Instructions for the task - Repeat exactly the lines from the line containing "Mark every instance of the boy's eye with" through the last line of the records below, inclusive, and nothing else.
[START Data lines]
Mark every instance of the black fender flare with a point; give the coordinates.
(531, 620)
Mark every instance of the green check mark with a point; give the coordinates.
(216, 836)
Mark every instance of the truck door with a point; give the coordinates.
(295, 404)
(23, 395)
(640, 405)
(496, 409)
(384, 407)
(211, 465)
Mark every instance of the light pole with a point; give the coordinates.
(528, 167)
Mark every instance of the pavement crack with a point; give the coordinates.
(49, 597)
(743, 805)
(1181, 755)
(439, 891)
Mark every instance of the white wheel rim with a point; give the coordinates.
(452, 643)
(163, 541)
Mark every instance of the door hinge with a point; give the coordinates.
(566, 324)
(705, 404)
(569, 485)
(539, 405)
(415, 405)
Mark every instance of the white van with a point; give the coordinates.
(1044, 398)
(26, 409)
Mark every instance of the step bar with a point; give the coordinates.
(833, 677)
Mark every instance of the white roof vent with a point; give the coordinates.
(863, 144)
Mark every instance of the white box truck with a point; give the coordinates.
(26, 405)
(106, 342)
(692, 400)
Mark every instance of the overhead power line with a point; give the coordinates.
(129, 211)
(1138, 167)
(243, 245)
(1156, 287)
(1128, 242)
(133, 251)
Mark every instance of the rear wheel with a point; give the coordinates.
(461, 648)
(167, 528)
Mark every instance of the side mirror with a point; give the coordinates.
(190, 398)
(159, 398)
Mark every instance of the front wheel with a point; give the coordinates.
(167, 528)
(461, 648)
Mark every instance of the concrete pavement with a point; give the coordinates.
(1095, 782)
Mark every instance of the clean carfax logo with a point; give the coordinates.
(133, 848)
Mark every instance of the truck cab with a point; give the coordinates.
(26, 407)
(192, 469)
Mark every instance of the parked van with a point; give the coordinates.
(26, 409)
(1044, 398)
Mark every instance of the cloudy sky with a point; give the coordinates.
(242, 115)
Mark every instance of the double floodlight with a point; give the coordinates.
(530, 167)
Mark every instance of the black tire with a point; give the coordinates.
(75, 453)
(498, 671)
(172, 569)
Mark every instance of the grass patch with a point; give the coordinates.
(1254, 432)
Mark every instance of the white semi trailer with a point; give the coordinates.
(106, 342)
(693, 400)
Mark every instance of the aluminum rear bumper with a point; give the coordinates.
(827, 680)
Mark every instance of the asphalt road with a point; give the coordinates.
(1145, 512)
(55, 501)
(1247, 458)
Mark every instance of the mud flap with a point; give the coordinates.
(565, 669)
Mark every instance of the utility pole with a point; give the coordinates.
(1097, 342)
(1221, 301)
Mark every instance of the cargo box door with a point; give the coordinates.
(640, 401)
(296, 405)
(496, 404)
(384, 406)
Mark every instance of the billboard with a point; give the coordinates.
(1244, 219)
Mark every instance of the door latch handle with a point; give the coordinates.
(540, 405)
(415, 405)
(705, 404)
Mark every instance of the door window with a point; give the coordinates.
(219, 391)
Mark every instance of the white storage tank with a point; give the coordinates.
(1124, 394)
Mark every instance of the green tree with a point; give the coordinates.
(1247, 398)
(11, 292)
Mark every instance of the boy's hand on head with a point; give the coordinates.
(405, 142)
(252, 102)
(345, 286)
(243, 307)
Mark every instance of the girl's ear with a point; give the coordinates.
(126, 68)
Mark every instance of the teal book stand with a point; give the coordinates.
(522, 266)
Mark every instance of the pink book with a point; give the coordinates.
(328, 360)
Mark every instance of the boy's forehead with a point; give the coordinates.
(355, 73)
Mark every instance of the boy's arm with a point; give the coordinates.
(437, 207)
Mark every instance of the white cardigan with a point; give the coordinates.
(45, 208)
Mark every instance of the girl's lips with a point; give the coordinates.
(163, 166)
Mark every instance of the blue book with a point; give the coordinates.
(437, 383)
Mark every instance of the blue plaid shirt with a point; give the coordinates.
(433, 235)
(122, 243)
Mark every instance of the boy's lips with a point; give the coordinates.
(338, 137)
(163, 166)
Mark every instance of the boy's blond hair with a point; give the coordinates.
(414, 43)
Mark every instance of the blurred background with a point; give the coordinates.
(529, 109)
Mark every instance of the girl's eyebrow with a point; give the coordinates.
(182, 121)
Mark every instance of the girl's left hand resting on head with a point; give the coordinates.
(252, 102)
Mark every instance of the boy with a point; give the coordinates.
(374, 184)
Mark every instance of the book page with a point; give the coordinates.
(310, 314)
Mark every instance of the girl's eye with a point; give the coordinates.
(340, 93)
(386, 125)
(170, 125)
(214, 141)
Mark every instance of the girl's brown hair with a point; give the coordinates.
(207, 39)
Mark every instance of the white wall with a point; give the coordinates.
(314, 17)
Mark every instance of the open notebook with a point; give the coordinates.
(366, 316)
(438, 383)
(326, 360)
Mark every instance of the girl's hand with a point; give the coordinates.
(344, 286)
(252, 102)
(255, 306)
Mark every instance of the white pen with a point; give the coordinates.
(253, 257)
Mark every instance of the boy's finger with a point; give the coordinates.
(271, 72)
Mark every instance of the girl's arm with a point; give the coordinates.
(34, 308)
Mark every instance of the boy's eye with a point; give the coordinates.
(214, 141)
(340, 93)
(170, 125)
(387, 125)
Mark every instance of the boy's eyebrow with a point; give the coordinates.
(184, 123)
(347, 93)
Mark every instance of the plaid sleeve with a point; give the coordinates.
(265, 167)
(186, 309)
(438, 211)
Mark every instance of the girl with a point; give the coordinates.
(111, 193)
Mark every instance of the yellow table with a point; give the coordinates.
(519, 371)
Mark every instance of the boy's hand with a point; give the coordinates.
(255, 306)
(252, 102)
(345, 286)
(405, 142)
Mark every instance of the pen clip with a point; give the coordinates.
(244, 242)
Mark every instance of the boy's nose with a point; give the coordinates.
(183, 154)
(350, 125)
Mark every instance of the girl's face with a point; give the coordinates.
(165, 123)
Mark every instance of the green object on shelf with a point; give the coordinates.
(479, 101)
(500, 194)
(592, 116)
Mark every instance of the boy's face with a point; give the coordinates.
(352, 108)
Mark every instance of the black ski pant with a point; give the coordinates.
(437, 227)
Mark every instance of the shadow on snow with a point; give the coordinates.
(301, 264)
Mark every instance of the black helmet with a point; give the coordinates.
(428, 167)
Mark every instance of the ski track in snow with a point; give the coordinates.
[END Data lines]
Full answer -
Mark every instance of the boy's eye with a point; give the coordinates.
(214, 141)
(340, 93)
(170, 125)
(387, 125)
Mark every instance of the boy's eyebrow with a point; give the coordinates.
(184, 123)
(347, 93)
Mark every instance of the plaid sleeve with a point; give the coordinates.
(265, 167)
(186, 309)
(438, 211)
Mark every instance of the girl with a point; give the coordinates.
(111, 193)
Mark every instance of the yellow table with a point; give the coordinates.
(519, 371)
Mark every instance of the boy's hand with a point; give the coordinates.
(255, 306)
(252, 102)
(345, 286)
(405, 142)
Mark every instance of the pen clip with a point; give the coordinates.
(244, 242)
Mark every instance of the boy's nose with a point; give the coordinates.
(183, 154)
(350, 125)
Mark every instance of the girl's face with a point; give the coordinates.
(165, 123)
Mark every instance of the green object on shelf with a point; give the coordinates.
(479, 101)
(500, 194)
(592, 116)
Mark every instance of the boy's face with a point; give the coordinates.
(352, 108)
Mark every instance of the black ski pant with a point; give the coordinates.
(437, 227)
Mark every instance of the shadow on snow with a point; give the coordinates.
(301, 264)
Mark every instance of the black helmet with a point; give the coordinates.
(428, 167)
Mark every instance of the ski track in snow with a point; give the coordinates.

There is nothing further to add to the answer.